=== FRAGMENT TEKSTU ===
________________

Po zakończeniu tzw. „miesiąca Dumy” w mediach społecznościowych ukazało się szczególne „dzieło” – piosenka w wykonaniu Gejowskiego Chóru Męskiego z San Francisco. Utwór zatytułowany Przesłanie od społeczności gejów w sposób bezpardonowy mówi o intencjach lobby LGBT, coraz jawniej dążącego do wprowadzenia terroru „równości”, począwszy od najmłodszych pokoleń.
„Nawrócimy wasze dzieci. Dzieje się to krok po kroku. Cicho i subtelnie. I ledwo to zauważycie. Możecie trzymać je z dala od dyskoteki. Ostrzegać przed San Francisco. Kazać im nosić spodnie w kant. Nie obchodzi nas to, nawrócimy wasze dzieci. Sprawimy, że będą tolerancyjne i sprawiedliwe. Ktoś musi je nauczyć nie nienawidzić. Idziemy po nie. Przychodzimy po wasze dzieci” – śpiewają homoseksualiści z miasta będącego symbolem rewolucji hipisowskiej.

________________

=== POLECENIE A ===
Wybierz z wykazu poniżej wszystkie wiersze zawierające ciąg znaków „flat”. Wielkość liter ma znaczenie.

=== ZAPISANE DANE ===
________________

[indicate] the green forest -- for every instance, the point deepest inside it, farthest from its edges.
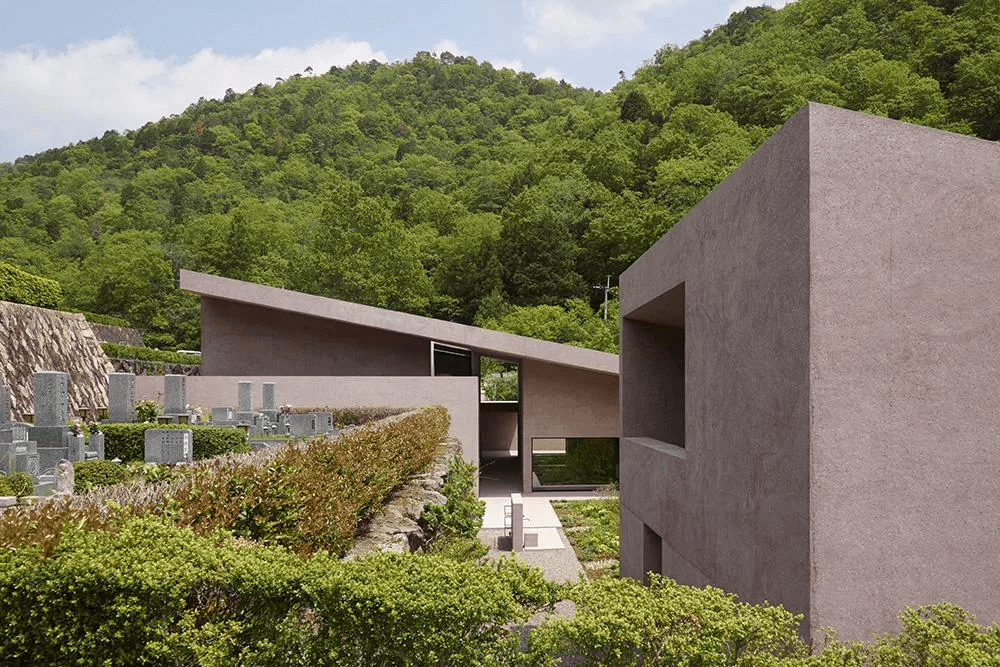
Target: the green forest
(445, 187)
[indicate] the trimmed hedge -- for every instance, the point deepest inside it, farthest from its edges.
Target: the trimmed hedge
(156, 594)
(19, 286)
(116, 351)
(127, 441)
(103, 472)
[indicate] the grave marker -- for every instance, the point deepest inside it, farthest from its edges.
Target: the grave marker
(121, 397)
(174, 395)
(51, 398)
(169, 445)
(245, 397)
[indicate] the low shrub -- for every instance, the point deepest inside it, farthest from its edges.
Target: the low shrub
(117, 351)
(127, 441)
(19, 286)
(92, 474)
(621, 622)
(150, 593)
(16, 484)
(311, 497)
(462, 515)
(353, 415)
(406, 609)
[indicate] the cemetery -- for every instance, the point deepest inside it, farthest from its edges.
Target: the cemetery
(49, 437)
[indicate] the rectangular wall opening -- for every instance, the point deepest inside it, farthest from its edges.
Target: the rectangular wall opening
(652, 553)
(653, 360)
(573, 463)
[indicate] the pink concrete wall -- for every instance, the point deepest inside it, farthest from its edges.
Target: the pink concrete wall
(841, 378)
(715, 422)
(460, 395)
(561, 402)
(237, 339)
(905, 371)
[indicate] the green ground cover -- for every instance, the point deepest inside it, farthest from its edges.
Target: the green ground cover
(592, 529)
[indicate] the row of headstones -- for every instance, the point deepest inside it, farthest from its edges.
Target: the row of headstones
(38, 448)
(121, 402)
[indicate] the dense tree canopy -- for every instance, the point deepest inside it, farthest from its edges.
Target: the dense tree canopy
(446, 187)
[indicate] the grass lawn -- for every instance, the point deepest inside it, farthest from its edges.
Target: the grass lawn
(592, 528)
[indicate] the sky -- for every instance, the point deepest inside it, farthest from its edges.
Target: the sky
(71, 70)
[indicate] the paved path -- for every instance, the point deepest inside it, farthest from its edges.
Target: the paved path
(499, 478)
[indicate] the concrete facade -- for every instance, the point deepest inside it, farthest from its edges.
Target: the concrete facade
(810, 399)
(358, 354)
(561, 402)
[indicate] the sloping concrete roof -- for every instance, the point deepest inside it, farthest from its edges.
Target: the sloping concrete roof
(484, 341)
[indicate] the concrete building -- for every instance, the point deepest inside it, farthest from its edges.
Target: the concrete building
(323, 351)
(810, 378)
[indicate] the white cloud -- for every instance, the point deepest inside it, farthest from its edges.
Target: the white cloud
(52, 98)
(558, 24)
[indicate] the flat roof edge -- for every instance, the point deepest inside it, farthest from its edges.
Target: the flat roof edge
(484, 341)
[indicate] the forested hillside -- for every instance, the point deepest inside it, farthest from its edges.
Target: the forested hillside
(445, 187)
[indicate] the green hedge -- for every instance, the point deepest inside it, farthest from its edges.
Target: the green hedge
(159, 595)
(116, 351)
(19, 286)
(103, 472)
(127, 441)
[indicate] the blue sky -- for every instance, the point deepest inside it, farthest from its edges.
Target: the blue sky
(71, 70)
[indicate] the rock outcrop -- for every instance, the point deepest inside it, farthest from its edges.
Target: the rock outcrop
(397, 528)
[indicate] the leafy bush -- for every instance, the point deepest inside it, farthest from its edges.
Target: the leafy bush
(404, 609)
(127, 441)
(117, 351)
(622, 622)
(462, 515)
(90, 474)
(146, 411)
(16, 484)
(156, 594)
(353, 415)
(19, 286)
(311, 497)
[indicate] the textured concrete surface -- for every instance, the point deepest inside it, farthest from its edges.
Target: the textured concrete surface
(274, 305)
(36, 339)
(838, 392)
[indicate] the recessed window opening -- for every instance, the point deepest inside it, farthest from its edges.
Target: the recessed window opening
(573, 463)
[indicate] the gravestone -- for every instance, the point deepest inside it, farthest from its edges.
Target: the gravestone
(244, 402)
(51, 398)
(174, 395)
(49, 431)
(77, 447)
(300, 424)
(163, 445)
(324, 422)
(96, 446)
(244, 417)
(121, 397)
(269, 396)
(26, 457)
(64, 478)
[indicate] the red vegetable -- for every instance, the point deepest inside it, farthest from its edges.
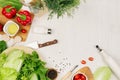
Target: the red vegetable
(1, 27)
(83, 62)
(23, 31)
(91, 59)
(9, 11)
(79, 77)
(24, 17)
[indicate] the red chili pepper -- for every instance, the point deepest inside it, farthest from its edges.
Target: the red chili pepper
(24, 17)
(9, 11)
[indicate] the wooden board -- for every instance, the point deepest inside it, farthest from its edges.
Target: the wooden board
(3, 20)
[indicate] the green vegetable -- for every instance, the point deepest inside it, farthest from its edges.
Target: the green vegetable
(2, 59)
(34, 76)
(15, 3)
(14, 60)
(3, 46)
(8, 74)
(102, 73)
(32, 65)
(61, 7)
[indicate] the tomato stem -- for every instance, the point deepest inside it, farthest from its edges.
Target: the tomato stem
(9, 9)
(23, 17)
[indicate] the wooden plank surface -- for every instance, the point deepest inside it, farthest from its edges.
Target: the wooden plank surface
(3, 20)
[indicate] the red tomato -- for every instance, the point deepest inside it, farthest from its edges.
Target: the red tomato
(91, 59)
(1, 27)
(79, 77)
(23, 31)
(83, 62)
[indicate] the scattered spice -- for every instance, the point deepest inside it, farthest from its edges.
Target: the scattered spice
(83, 62)
(52, 74)
(91, 59)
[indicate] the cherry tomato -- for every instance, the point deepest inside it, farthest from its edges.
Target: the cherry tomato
(1, 27)
(23, 31)
(79, 77)
(83, 62)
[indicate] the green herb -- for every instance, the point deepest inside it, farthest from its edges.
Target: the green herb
(3, 46)
(60, 7)
(15, 3)
(32, 65)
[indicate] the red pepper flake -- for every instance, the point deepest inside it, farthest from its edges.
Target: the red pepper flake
(83, 62)
(91, 59)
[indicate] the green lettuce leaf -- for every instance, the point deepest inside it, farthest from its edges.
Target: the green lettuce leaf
(8, 74)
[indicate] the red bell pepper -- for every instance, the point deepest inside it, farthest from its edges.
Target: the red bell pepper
(24, 17)
(9, 11)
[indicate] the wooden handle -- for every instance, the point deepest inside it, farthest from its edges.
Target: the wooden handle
(67, 75)
(48, 43)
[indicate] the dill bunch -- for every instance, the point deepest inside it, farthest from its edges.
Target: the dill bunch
(61, 7)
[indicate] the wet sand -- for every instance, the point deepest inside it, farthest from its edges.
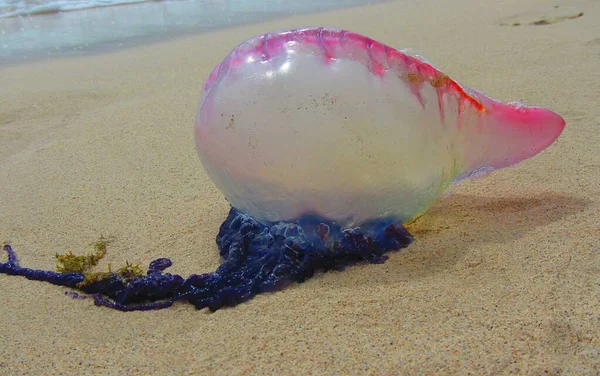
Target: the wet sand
(503, 276)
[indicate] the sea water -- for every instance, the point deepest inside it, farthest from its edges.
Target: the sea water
(33, 29)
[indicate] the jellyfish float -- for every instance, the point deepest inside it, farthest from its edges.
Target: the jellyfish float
(325, 143)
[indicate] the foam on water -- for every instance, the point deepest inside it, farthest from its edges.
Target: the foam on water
(14, 8)
(33, 29)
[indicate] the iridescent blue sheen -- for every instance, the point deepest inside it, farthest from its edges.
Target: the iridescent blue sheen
(257, 258)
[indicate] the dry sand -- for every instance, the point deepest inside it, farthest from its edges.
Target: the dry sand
(503, 277)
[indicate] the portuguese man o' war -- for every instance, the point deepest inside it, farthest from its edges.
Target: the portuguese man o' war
(325, 143)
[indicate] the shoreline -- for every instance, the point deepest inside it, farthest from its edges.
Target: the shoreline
(501, 278)
(153, 13)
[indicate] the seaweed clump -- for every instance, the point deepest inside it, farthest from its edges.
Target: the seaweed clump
(257, 258)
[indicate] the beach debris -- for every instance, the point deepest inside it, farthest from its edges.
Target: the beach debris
(326, 144)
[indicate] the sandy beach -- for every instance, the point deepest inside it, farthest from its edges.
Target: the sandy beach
(503, 278)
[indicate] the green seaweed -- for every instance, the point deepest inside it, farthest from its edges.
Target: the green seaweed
(70, 263)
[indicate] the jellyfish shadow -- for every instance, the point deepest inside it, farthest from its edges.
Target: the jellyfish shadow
(457, 224)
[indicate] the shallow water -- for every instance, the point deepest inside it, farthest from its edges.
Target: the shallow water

________________

=== POLECENIE B ===
Rozwiń dalej tekst o piosence Gejowskiego Chóru Męskiego z San Francisco, zaczynając od miejsca tuż po jego ostatnim zdaniu.

=== ODPOWIEDŹ A ===
[indicate] the flat roof edge -- for every instance, the point deepest inside it, farthest from its edges.
Target: the flat roof edge

=== ODPOWIEDŹ B ===
„Nawrócimy wasze dzieci, każde jedno i wszystkie razem, naprawdę nie ma od tego ucieczki” – słyszymy w gejowskim songu.
To nie jest parodia...
Autor tekstu bez ogródek stwierdził, co następnie zostało wyśpiewane w obiegającym internet nagraniu: „Gejowska agenda przychodzi do domu. Gejowska agenda tu jest! Ale nie musicie się martwić, ponieważ nie ma nic złego w staniu po naszej stronie”.
- Chociaż kompozytor i autor tekstu kontrowersyjnego utworu San Francisco Gay Men's Chorus – obecnie powszechnie znanego jako „Nawrócimy wasze dzieci, idziemy po nie” – deklarują, że ich piosenka jest parodią, jednak przesłanie jest donośne i jasne: zwyciężyliśmy, jesteśmy nie do powstrzymania – komentuje na łamach LifeSiteNews Doug Mainwaring.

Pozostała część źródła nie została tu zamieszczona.